▶ Required work: Return only this: the line with "of the **bird" and all the lines that follow it below, through the final one, exactly as they are.

▶ Given records:
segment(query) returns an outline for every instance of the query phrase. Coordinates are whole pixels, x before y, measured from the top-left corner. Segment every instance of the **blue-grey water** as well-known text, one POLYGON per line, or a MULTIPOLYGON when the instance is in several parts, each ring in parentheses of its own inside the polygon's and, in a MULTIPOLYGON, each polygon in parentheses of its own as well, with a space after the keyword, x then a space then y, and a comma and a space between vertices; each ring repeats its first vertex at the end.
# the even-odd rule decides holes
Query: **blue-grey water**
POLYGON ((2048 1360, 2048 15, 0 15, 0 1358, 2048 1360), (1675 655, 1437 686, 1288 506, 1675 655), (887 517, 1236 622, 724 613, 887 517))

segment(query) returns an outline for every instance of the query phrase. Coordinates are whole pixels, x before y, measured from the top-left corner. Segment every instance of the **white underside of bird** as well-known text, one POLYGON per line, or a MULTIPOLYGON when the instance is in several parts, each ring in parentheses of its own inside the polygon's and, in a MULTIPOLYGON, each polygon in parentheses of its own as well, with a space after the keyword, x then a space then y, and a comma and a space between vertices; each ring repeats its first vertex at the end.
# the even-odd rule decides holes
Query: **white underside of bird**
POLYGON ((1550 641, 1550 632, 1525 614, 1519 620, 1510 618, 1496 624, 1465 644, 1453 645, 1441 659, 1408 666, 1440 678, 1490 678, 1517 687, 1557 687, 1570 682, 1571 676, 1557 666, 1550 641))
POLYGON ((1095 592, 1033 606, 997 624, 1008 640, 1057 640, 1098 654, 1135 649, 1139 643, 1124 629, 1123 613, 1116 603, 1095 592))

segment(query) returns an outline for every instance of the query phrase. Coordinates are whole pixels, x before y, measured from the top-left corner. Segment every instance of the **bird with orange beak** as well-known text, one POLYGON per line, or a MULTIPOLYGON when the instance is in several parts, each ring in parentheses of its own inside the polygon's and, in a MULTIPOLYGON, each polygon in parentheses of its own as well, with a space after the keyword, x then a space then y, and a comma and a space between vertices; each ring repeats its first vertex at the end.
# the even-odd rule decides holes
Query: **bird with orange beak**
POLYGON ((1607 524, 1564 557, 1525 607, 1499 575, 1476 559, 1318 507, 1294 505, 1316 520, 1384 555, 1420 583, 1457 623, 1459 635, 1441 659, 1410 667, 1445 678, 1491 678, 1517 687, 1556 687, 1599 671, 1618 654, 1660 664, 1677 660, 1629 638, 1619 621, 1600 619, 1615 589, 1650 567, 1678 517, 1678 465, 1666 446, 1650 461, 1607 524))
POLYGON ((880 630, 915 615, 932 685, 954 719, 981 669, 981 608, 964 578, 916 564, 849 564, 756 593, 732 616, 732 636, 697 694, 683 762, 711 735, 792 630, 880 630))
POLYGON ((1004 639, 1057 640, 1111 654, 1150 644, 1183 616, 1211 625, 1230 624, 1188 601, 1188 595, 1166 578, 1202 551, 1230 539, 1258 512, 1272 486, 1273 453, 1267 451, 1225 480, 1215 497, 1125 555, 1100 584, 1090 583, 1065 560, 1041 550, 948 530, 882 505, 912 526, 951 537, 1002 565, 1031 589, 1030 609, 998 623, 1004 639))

▶ Answer space:
segment(query) returns an outline for every instance of the query phrase. Coordinates are whole pixels, x before y, measured from the top-left corner. Segment every instance of the **bird with orange beak** as well-known text, one POLYGON per line, or a MULTIPOLYGON when the instance is in several parts, each ring in parentheses of its own inside the polygon's and, in a MULTIPOLYGON, each polygon in parentheses of its own as well, with a space after the keyword, x then a space then y, and a comma and a space between vertices; each ring repeats its first vertex at the end.
# the even-odd rule decides holes
Query: **bird with orange beak**
POLYGON ((1607 524, 1564 557, 1525 607, 1499 575, 1476 559, 1318 507, 1294 505, 1316 520, 1384 555, 1420 583, 1457 623, 1459 635, 1441 659, 1410 667, 1445 678, 1491 678, 1517 687, 1556 687, 1599 671, 1618 654, 1660 664, 1677 660, 1629 638, 1619 621, 1600 619, 1615 589, 1650 567, 1678 517, 1678 465, 1666 446, 1650 461, 1607 524))
POLYGON ((880 630, 915 615, 932 685, 954 719, 981 669, 981 608, 964 578, 916 564, 849 564, 756 593, 732 616, 732 636, 697 694, 683 762, 711 735, 792 630, 880 630))
POLYGON ((1004 639, 1057 640, 1111 654, 1150 644, 1183 616, 1211 625, 1230 624, 1188 601, 1188 595, 1166 578, 1202 551, 1230 539, 1258 512, 1272 486, 1273 453, 1267 451, 1225 480, 1215 497, 1125 555, 1100 584, 1090 583, 1065 560, 1041 550, 948 530, 882 505, 912 526, 951 537, 1002 565, 1031 589, 1030 609, 998 623, 1004 639))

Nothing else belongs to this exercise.